» **Input records**:
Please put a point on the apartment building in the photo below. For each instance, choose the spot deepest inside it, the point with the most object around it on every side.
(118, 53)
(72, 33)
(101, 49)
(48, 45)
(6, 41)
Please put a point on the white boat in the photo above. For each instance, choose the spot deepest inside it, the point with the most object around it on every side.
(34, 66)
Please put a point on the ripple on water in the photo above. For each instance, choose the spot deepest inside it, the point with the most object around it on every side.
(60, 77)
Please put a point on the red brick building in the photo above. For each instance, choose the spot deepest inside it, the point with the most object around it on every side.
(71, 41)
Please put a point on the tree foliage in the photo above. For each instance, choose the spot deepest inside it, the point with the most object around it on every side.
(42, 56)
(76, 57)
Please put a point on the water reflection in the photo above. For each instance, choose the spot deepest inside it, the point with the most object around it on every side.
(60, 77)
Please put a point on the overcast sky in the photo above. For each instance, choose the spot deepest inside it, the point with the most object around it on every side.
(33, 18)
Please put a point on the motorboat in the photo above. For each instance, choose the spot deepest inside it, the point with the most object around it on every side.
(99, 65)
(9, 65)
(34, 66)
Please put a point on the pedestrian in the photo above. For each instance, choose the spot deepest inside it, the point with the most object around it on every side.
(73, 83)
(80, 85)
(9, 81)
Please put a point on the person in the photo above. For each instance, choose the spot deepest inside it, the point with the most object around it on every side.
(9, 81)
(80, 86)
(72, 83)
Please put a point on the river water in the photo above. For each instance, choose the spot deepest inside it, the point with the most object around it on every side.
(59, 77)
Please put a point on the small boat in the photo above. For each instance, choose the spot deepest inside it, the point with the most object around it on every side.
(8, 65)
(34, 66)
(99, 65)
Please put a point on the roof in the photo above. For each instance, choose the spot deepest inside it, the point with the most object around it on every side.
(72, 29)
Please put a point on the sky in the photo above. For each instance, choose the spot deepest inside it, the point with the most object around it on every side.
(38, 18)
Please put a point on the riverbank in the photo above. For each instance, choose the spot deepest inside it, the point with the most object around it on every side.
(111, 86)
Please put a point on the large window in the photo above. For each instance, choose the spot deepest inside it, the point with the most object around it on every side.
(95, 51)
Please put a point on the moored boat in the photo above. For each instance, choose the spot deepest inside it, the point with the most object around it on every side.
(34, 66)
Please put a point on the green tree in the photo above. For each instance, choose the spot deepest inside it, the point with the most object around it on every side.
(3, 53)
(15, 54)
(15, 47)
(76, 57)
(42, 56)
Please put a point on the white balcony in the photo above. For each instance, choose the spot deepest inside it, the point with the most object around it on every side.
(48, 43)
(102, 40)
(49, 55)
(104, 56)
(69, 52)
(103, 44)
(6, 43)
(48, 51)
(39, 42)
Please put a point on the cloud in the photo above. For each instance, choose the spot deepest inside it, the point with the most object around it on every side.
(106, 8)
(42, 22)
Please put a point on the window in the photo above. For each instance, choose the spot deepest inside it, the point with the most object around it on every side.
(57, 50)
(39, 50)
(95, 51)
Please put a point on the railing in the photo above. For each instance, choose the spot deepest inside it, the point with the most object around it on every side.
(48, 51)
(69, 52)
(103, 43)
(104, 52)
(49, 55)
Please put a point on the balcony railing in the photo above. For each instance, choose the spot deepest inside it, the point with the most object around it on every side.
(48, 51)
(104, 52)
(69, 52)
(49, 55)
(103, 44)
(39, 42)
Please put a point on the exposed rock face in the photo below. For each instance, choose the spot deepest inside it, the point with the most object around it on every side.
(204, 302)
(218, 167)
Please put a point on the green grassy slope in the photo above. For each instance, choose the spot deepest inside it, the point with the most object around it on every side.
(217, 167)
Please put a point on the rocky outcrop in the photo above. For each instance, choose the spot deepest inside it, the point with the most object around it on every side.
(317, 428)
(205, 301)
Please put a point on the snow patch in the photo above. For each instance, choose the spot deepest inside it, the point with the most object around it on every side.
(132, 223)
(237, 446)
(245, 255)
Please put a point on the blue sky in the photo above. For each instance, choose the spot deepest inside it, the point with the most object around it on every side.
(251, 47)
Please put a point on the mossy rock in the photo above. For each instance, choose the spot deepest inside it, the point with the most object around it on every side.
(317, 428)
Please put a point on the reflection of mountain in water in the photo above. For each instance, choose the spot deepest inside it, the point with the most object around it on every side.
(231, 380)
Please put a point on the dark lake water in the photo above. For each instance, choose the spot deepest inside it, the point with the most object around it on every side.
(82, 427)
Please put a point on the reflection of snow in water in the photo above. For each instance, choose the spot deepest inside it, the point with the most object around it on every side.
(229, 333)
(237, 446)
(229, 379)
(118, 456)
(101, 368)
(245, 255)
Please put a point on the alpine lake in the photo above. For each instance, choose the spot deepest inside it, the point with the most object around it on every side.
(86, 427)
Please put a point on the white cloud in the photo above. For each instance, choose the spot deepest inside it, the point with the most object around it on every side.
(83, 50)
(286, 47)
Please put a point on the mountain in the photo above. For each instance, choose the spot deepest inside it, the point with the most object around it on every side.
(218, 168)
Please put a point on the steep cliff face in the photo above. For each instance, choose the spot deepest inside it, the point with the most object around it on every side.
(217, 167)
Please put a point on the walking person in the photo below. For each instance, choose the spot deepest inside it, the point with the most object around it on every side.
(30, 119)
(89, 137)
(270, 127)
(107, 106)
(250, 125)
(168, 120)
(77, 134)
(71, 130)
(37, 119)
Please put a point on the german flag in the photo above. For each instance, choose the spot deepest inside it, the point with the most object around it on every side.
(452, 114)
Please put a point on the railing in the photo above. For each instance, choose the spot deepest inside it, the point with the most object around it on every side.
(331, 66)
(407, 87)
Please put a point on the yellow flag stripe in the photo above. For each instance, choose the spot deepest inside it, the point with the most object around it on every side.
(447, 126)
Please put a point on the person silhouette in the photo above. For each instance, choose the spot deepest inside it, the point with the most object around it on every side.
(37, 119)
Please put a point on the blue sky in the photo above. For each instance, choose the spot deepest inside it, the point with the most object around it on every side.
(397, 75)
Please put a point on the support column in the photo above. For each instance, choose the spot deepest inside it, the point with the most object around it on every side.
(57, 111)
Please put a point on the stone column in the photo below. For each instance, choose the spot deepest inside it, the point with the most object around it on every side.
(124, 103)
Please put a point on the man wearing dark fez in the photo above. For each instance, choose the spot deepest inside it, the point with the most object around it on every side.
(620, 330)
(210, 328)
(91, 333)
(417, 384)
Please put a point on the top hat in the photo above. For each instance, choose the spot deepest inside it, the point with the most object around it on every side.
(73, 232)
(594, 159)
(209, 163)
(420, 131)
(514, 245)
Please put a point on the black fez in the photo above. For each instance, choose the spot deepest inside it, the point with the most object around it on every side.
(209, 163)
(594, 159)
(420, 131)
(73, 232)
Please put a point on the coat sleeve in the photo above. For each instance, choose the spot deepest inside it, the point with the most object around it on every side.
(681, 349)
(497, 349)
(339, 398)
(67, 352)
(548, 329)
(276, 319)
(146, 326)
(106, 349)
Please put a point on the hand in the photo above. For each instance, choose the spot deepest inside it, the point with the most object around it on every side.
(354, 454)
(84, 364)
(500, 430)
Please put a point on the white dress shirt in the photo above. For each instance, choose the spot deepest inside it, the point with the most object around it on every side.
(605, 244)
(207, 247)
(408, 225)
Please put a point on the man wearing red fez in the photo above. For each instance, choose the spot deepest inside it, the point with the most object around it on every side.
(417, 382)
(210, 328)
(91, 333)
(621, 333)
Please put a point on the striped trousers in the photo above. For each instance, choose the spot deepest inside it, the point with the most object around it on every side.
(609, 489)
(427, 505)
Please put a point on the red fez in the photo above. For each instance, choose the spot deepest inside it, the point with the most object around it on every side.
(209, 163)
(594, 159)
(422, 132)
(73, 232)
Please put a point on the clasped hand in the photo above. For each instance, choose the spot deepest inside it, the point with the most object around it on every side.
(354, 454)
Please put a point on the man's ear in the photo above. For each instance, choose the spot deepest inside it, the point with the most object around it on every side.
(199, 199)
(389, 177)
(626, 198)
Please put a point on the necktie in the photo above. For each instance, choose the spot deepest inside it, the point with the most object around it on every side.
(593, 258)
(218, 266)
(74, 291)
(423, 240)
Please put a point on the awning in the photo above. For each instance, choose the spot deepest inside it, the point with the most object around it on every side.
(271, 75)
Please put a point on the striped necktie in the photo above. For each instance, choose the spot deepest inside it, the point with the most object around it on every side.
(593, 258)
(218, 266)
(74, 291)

...

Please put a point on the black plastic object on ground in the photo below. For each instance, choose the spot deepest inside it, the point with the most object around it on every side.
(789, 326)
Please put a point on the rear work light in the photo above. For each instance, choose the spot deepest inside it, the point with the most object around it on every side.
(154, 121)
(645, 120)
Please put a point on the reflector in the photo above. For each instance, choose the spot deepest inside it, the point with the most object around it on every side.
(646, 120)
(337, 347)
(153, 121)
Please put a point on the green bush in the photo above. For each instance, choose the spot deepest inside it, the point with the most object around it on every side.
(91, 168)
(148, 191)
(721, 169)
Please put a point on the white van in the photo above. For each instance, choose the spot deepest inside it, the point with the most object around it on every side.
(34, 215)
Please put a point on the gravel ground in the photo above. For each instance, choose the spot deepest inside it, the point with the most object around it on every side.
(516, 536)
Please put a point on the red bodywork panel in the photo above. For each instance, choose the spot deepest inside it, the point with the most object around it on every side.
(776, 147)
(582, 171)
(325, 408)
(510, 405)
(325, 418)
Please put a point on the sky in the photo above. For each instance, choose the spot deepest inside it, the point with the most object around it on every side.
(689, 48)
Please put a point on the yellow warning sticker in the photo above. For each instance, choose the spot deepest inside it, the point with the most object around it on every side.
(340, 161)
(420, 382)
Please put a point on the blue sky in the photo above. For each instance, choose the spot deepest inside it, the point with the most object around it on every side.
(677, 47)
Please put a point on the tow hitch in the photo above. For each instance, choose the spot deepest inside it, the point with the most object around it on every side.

» **Task statement**: Rewrite the entries starting at the one that contains "Please put a point on the white van" and ending at the one that contains "Please put a point on the tow", replacing "gravel ground" with "dirt ground" and leaving everything else unchanged.

» **The answer**:
Please put a point on the white van in the photo above. For each instance, choose the spot deepest inside it, the point with the most object around it on every side.
(34, 215)
Please put a point on the dirt ground in the photo above. For each instance, choose the spot deepest inside it, the point with the most object around it on every side.
(516, 536)
Please put a point on the red bodywork panel in the photo above. For each instance, choose the spot deepest inside it, the point with the most object around it on every side.
(776, 147)
(582, 171)
(325, 408)
(510, 405)
(325, 418)
Please put a point on the sky in the photo above. For each instance, choose the spot deepest inside it, the point with the most object around it on every side.
(689, 48)
Please put a point on the yellow warning sticker in the photo above. For each instance, choose the spot deepest inside it, the point with the most object around it on every side.
(340, 161)
(420, 382)
Please put a point on the blue sky in the photo above. For each instance, choose the spot deepest inside it, the point with the most object around it on every side.
(677, 47)
Please put a point on the tow hitch in the photo above. For each instance, choose the spot deepest inside it, the point with the most object around it on every side.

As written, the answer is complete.